Please rewrite all the items below as a numbered list, leaving out any blank lines and omitting the pictures.

Image point annotation entries:
## BEGIN

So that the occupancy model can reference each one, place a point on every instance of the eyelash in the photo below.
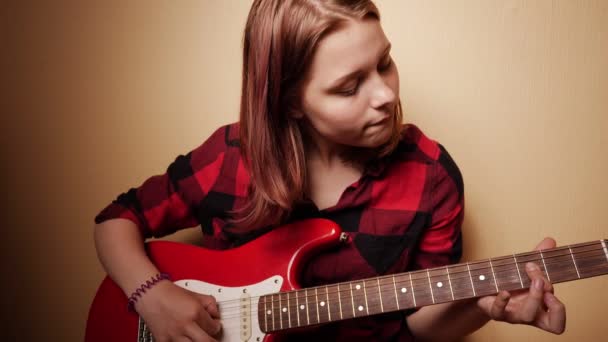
(353, 91)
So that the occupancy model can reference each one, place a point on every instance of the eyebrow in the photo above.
(355, 74)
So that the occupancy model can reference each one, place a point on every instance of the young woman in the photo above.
(319, 135)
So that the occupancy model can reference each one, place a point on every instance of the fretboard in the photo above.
(329, 303)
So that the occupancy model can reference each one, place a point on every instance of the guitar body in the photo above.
(235, 277)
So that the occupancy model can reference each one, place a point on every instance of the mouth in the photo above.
(380, 122)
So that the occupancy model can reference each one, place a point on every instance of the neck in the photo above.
(389, 293)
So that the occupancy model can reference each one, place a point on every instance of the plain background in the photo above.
(98, 95)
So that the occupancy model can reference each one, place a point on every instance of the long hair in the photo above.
(280, 39)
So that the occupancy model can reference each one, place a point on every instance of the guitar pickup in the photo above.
(245, 319)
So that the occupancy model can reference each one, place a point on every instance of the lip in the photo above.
(380, 122)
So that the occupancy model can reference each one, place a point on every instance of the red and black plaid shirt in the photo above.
(404, 215)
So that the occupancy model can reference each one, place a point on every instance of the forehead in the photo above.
(355, 45)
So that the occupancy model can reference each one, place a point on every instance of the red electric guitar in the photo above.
(256, 284)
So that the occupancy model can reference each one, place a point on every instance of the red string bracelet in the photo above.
(143, 287)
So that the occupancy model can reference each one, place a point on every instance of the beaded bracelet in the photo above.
(142, 289)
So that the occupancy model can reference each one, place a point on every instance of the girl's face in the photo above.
(351, 93)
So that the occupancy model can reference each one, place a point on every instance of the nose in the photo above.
(382, 92)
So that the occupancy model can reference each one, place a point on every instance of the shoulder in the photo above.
(415, 144)
(224, 140)
(418, 148)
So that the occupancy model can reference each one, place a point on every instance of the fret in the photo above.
(545, 266)
(590, 259)
(506, 274)
(440, 285)
(461, 282)
(313, 306)
(346, 301)
(471, 277)
(297, 308)
(276, 311)
(403, 291)
(574, 262)
(380, 295)
(266, 313)
(323, 311)
(523, 259)
(352, 299)
(327, 305)
(421, 288)
(521, 282)
(412, 287)
(284, 317)
(372, 296)
(560, 265)
(388, 291)
(365, 294)
(483, 281)
(333, 302)
(494, 275)
(303, 306)
(396, 296)
(430, 285)
(447, 271)
(292, 309)
(359, 298)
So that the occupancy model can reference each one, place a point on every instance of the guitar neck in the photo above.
(408, 290)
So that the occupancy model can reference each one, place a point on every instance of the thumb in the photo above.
(210, 305)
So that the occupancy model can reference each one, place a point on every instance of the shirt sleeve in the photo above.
(441, 242)
(164, 203)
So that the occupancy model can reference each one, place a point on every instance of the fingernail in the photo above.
(531, 266)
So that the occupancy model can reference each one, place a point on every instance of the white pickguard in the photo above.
(229, 298)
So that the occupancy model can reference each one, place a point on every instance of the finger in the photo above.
(533, 302)
(497, 311)
(210, 304)
(534, 272)
(556, 314)
(195, 333)
(209, 325)
(182, 339)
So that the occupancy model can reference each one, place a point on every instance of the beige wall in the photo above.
(98, 95)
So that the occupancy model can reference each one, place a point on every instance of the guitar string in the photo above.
(425, 279)
(228, 320)
(465, 272)
(226, 307)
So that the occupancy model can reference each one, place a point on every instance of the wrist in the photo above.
(144, 288)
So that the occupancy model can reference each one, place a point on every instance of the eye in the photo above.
(351, 91)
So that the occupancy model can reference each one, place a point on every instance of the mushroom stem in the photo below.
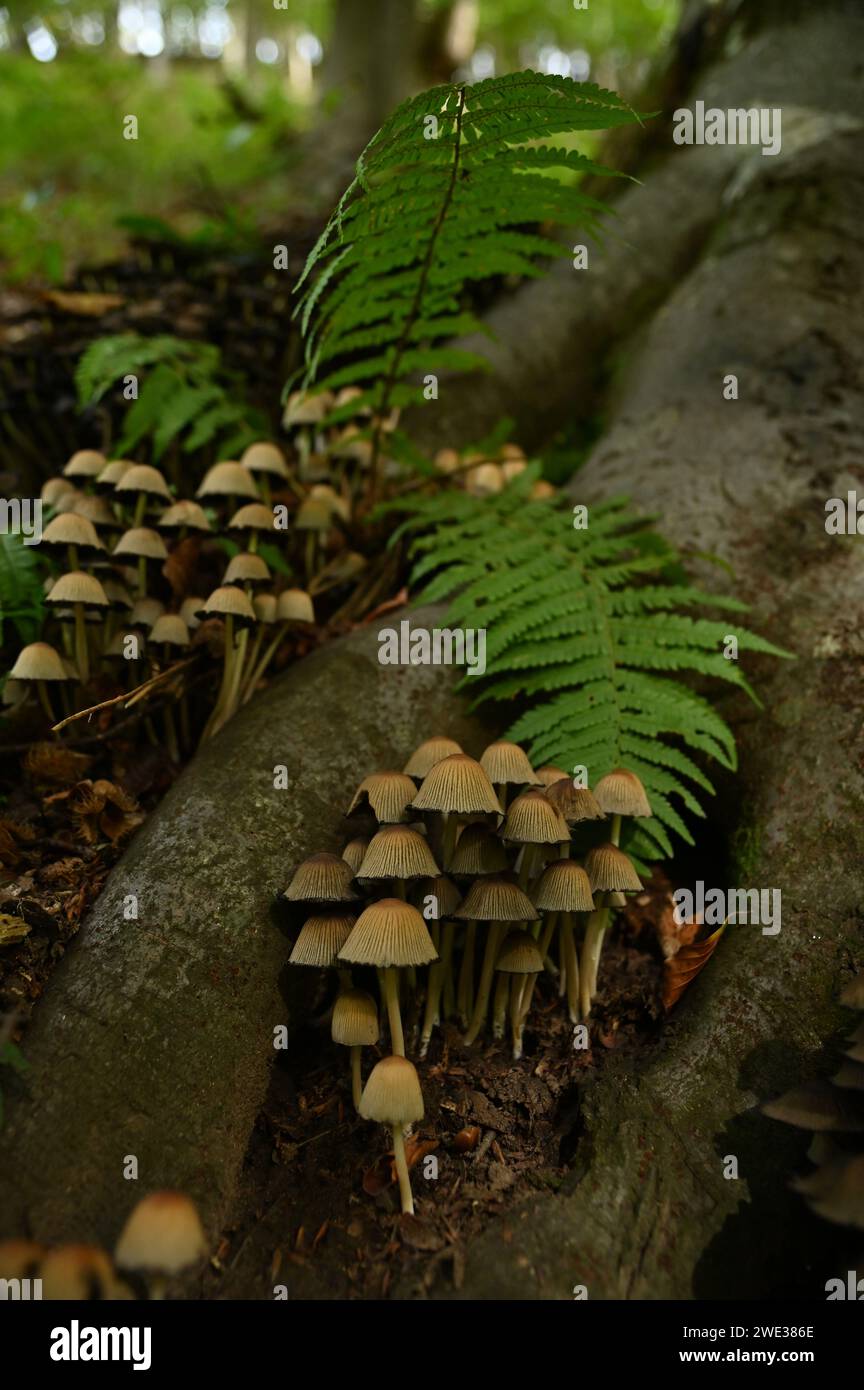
(391, 994)
(481, 1004)
(402, 1168)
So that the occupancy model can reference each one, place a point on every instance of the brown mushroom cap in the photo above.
(163, 1235)
(506, 762)
(563, 887)
(321, 940)
(321, 879)
(496, 900)
(389, 931)
(609, 868)
(392, 1094)
(457, 784)
(397, 852)
(389, 794)
(38, 662)
(429, 752)
(228, 480)
(354, 1020)
(621, 794)
(532, 820)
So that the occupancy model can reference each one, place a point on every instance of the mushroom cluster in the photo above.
(463, 891)
(161, 1237)
(124, 553)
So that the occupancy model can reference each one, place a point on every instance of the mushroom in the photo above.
(392, 1097)
(161, 1237)
(354, 1023)
(389, 934)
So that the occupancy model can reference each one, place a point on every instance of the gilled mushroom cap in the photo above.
(460, 784)
(478, 852)
(246, 569)
(295, 606)
(621, 794)
(496, 900)
(572, 802)
(389, 794)
(392, 1094)
(520, 955)
(163, 1235)
(254, 516)
(228, 480)
(146, 612)
(321, 879)
(531, 820)
(171, 630)
(397, 852)
(85, 463)
(71, 528)
(228, 601)
(391, 931)
(609, 868)
(563, 887)
(506, 762)
(77, 1272)
(38, 662)
(429, 752)
(142, 477)
(321, 940)
(264, 458)
(78, 587)
(354, 1020)
(184, 514)
(142, 542)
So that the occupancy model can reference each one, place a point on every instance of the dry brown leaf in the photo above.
(684, 966)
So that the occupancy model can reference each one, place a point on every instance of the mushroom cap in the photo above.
(354, 852)
(429, 752)
(71, 528)
(321, 940)
(496, 900)
(246, 569)
(532, 820)
(321, 879)
(506, 762)
(609, 868)
(163, 1235)
(457, 783)
(146, 612)
(85, 463)
(392, 1094)
(520, 955)
(621, 794)
(572, 802)
(389, 794)
(184, 513)
(78, 587)
(354, 1020)
(295, 606)
(171, 630)
(389, 931)
(228, 480)
(228, 601)
(563, 887)
(142, 542)
(253, 516)
(78, 1272)
(397, 852)
(142, 477)
(264, 458)
(38, 662)
(478, 851)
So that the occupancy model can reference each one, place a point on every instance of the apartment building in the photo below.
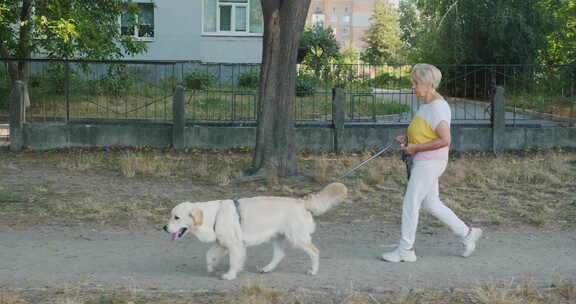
(350, 19)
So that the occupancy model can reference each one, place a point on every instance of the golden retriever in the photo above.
(235, 225)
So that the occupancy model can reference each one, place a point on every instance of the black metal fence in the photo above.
(68, 90)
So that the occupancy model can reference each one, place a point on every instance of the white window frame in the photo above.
(232, 32)
(136, 26)
(319, 19)
(233, 6)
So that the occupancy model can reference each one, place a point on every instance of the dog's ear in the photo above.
(198, 216)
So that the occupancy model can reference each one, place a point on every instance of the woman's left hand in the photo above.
(409, 149)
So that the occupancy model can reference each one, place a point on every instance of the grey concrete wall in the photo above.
(55, 135)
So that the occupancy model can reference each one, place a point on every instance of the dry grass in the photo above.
(563, 292)
(536, 188)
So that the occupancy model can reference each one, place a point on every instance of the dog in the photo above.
(234, 225)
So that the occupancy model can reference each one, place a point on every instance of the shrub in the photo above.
(199, 80)
(305, 85)
(4, 93)
(250, 79)
(387, 80)
(117, 82)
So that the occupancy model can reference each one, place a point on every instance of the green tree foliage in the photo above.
(410, 26)
(562, 38)
(66, 29)
(321, 47)
(383, 36)
(63, 29)
(481, 31)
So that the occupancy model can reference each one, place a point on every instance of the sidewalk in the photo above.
(58, 257)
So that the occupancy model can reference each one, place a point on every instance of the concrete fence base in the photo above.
(322, 139)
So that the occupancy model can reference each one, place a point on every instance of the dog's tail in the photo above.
(327, 198)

## END

Exercise solution:
1. So that the occupancy model can reference each one, place a point on every instance of the eyelash in the photo below.
2. (353, 91)
3. So that the occupancy model can reference each one, place a point on every instance of the eyebrow in the photo above.
4. (355, 74)
5. So that the occupancy model can reference each one, place a point on every instance of the young woman in the photo above.
6. (319, 135)
7. So that the occupancy model can reference each one, place a point on every instance of the fretboard in the photo above.
8. (329, 303)
9. So that the occupancy model can reference each one, place a point on every instance of the guitar body in the photo above.
10. (235, 277)
11. So that the occupancy model can reference each one, place a point on every instance of the mouth in the photo above.
12. (380, 122)
13. So that the occupancy model can reference each one, place a point on every instance of the neck in the photo above.
14. (389, 293)
15. So that the occupancy model can reference each one, place a point on every instance of the plain background in the photo above.
16. (98, 95)
17. So that the occupancy model can reference each one, place a point on every instance of the long hair in the photo above.
18. (280, 39)
19. So that the occupancy model can reference each one, place a point on every instance of the guitar pickup in the photo above.
20. (245, 319)
21. So that the occupancy model can reference each one, place a point on every instance of the lip in the photo above.
22. (380, 122)
23. So that the occupancy model can reference each one, place a point on every instance of the red and black plaid shirt in the photo above.
24. (404, 215)
25. So that the occupancy model can reference each one, place a point on every instance of the forehead in the photo above.
26. (355, 45)
27. So that the occupancy model can reference each one, place a point on every instance of the red electric guitar in the photo above.
28. (256, 284)
29. So that the occupancy model can reference each one, place a point on every instance of the red string bracelet in the photo above.
30. (143, 287)
31. So that the occupancy model can reference each one, place a point on every instance of the beaded bracelet in the photo above.
32. (142, 289)
33. So that the occupancy model can reference each one, place a point on every instance of the girl's face in the photo above.
34. (351, 93)
35. So that the occupancy model can reference each one, place a point on every instance of the nose in the photo above.
36. (382, 92)
37. So that the occupancy model can reference each one, place a point on every instance of the shoulder in the photo above.
38. (415, 144)
39. (224, 140)
40. (418, 148)
41. So that the occupancy model can reference each one, place a point on every instance of the fret in the photo above.
42. (545, 266)
43. (590, 259)
44. (506, 274)
45. (440, 285)
46. (461, 282)
47. (313, 306)
48. (346, 301)
49. (471, 277)
50. (297, 308)
51. (276, 311)
52. (403, 291)
53. (574, 262)
54. (380, 295)
55. (266, 313)
56. (323, 311)
57. (523, 259)
58. (352, 299)
59. (327, 305)
60. (421, 288)
61. (521, 282)
62. (412, 287)
63. (284, 317)
64. (372, 296)
65. (560, 265)
66. (388, 291)
67. (365, 294)
68. (483, 281)
69. (333, 302)
70. (494, 275)
71. (303, 306)
72. (396, 296)
73. (430, 285)
74. (447, 271)
75. (292, 309)
76. (359, 298)
77. So that the occupancy model can reference each one, place a point on every instance of the guitar neck in the photo above.
78. (408, 290)
79. So that the occupancy model can reference each one, place a point on every instance of the thumb in the photo above.
80. (210, 305)
81. So that the occupancy model can reference each one, place a point on every instance of the shirt sleeve in the photo above.
82. (441, 242)
83. (164, 203)
84. So that the occupancy model can reference each one, place a point on every instance of the fingernail in the photo above.
85. (531, 266)
86. So that the occupancy model can reference each one, place a point on every instance of the white pickguard in the photo above.
87. (229, 298)
88. So that the occupancy model can reference each one, place a point on every instance of the finger in the photo above.
89. (533, 302)
90. (497, 311)
91. (210, 304)
92. (534, 272)
93. (556, 314)
94. (195, 333)
95. (209, 325)
96. (182, 339)
97. So that the occupancy model can reference each one, place a point on every instance of the beige wall in the photo above.
98. (98, 95)
99. So that the occupancy model can reference each one, place a point on every instance of the guitar string in the photo above.
100. (425, 279)
101. (228, 320)
102. (465, 272)
103. (226, 307)
104. So that the occupancy model can reference each one, place a point on every instance of the wrist in the photo above.
105. (144, 288)
106. So that the occupancy model can reference each one, place a point on every instance of the eye in the photo above.
107. (351, 91)
108. So that the occupancy model can reference each one, place a point on every instance of the mushroom stem in the photo below.
109. (391, 994)
110. (481, 1004)
111. (402, 1168)
112. So that the occupancy model can reference each one, place a point on every instance of the brown mushroom cap in the photo above.
113. (163, 1235)
114. (506, 762)
115. (563, 887)
116. (321, 940)
117. (321, 879)
118. (496, 900)
119. (389, 931)
120. (609, 868)
121. (392, 1094)
122. (457, 784)
123. (397, 852)
124. (389, 794)
125. (38, 662)
126. (429, 752)
127. (228, 480)
128. (354, 1020)
129. (621, 794)
130. (532, 820)
131. So that the occupancy model can reference each one, place a point on every instance of the mushroom cluster in the photo above.
132. (463, 891)
133. (161, 1237)
134. (124, 553)
135. So that the occupancy model can reference each one, place a point on every instance of the mushroom in the photo above.
136. (392, 1097)
137. (161, 1237)
138. (354, 1023)
139. (389, 934)
140. So that the occupancy model can reference each one, place a point on every instance of the gilled mushroom cap in the photo above.
141. (460, 784)
142. (478, 852)
143. (246, 569)
144. (295, 606)
145. (621, 794)
146. (496, 900)
147. (572, 802)
148. (389, 794)
149. (392, 1094)
150. (520, 955)
151. (163, 1235)
152. (254, 516)
153. (228, 480)
154. (146, 612)
155. (321, 879)
156. (531, 820)
157. (171, 630)
158. (397, 852)
159. (85, 463)
160. (71, 528)
161. (228, 601)
162. (391, 931)
163. (609, 868)
164. (563, 887)
165. (506, 762)
166. (77, 1272)
167. (38, 662)
168. (429, 752)
169. (142, 477)
170. (321, 940)
171. (264, 458)
172. (78, 587)
173. (354, 1020)
174. (184, 514)
175. (142, 542)
176. So that the occupancy model can reference each one, place a point on every instance of the dry brown leaf in the photo above.
177. (684, 966)
178. So that the occupancy model can reference each one, place a point on every instance of the mushroom cap in the photo above.
179. (354, 852)
180. (429, 752)
181. (71, 528)
182. (321, 940)
183. (496, 900)
184. (246, 569)
185. (532, 820)
186. (321, 879)
187. (506, 762)
188. (609, 868)
189. (163, 1235)
190. (457, 783)
191. (146, 612)
192. (85, 463)
193. (392, 1094)
194. (520, 955)
195. (621, 794)
196. (572, 802)
197. (389, 794)
198. (184, 513)
199. (78, 587)
200. (354, 1020)
201. (295, 606)
202. (171, 630)
203. (389, 931)
204. (228, 480)
205. (228, 601)
206. (563, 887)
207. (142, 542)
208. (253, 516)
209. (78, 1272)
210. (397, 852)
211. (142, 477)
212. (264, 458)
213. (38, 662)
214. (478, 851)
215. So that the occupancy model can reference each one, place a point on every instance of the apartment building in the photo below.
216. (350, 19)
217. So that the occupancy model can reference each one, place a point on every instance of the golden retriever in the photo above.
218. (235, 225)
219. So that the occupancy model can reference each one, place a point on every instance of the black metal fence in the photo above.
220. (68, 90)
221. So that the occupancy model can reference each one, place a point on every instance of the white window frame in the photo above.
222. (232, 32)
223. (136, 26)
224. (319, 19)
225. (233, 6)
226. So that the occupancy model can reference each one, place a point on every instance of the dog's ear in the photo above.
227. (198, 216)
228. So that the occupancy model can reference each one, place a point on every instance of the woman's left hand in the photo above.
229. (409, 149)
230. So that the occupancy model can reference each one, place a point on every instance of the grey concrete wall in the photo above.
231. (55, 135)
232. So that the occupancy model can reference each one, place a point on every instance of the dry grass in the photo above.
233. (563, 292)
234. (536, 188)
235. So that the occupancy model can reference each one, place a point on every instance of the dog in the photo above.
236. (234, 225)
237. So that the occupancy model can reference each one, place a point on every instance of the shrub in the photo above.
238. (199, 80)
239. (305, 85)
240. (4, 93)
241. (250, 79)
242. (387, 80)
243. (117, 82)
244. So that the occupancy model can reference each one, place a point on every instance of the green tree foliage in the photo above.
245. (410, 26)
246. (562, 38)
247. (66, 29)
248. (321, 47)
249. (383, 36)
250. (63, 29)
251. (481, 31)
252. So that the occupancy model can reference each one, place a point on every instance of the sidewalk in the photo above.
253. (58, 257)
254. So that the occupancy model can reference each one, place a point on every instance of the concrete fence base in the photo above.
255. (322, 139)
256. So that the occupancy model can reference each one, place a point on every instance of the dog's tail in the photo above.
257. (327, 198)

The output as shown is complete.